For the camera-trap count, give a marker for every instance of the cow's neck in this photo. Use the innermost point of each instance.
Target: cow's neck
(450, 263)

...

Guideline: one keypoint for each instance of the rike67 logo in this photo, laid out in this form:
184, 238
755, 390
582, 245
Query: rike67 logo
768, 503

...

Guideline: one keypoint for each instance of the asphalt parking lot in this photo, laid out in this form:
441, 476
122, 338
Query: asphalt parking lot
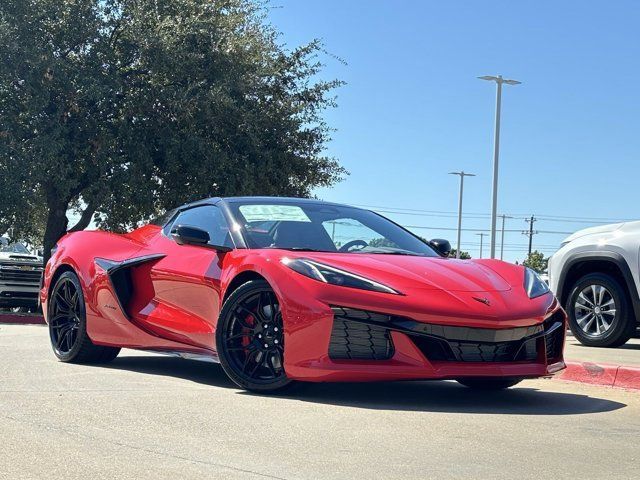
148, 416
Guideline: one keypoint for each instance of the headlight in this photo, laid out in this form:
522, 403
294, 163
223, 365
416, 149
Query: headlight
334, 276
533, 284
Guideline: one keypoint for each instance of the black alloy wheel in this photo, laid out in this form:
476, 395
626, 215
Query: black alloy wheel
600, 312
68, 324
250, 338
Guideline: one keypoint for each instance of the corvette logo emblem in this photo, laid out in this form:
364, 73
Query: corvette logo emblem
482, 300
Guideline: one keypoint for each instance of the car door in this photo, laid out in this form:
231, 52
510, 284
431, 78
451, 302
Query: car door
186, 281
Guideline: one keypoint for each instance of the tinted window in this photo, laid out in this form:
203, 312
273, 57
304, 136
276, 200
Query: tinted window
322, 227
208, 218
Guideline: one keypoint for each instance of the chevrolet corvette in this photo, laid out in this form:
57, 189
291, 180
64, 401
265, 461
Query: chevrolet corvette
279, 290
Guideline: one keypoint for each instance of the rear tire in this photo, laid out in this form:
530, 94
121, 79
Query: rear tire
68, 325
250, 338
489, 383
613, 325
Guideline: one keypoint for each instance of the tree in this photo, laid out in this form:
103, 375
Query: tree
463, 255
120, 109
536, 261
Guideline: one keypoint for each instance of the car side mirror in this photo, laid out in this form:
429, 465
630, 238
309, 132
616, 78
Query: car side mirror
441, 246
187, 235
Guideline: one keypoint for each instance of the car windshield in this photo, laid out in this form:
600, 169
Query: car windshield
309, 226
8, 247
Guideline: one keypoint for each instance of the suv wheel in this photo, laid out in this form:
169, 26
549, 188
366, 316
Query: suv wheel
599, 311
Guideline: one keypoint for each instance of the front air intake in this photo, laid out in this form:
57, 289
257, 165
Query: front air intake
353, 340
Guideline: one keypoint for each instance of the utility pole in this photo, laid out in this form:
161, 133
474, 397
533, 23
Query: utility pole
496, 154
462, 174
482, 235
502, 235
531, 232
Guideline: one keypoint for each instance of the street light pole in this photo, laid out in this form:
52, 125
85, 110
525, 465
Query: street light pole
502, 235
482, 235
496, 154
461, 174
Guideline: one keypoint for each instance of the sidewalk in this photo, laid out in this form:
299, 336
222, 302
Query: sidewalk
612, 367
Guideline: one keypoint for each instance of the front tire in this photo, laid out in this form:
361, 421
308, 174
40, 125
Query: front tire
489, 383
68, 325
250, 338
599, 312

• Requirements:
Copy out each line above that contains the word "mirror". Case counts.

• Written answer:
Guideline: one keypoint for each instance of the car side mirror in this photo, laid out in this form:
Query: car side mirror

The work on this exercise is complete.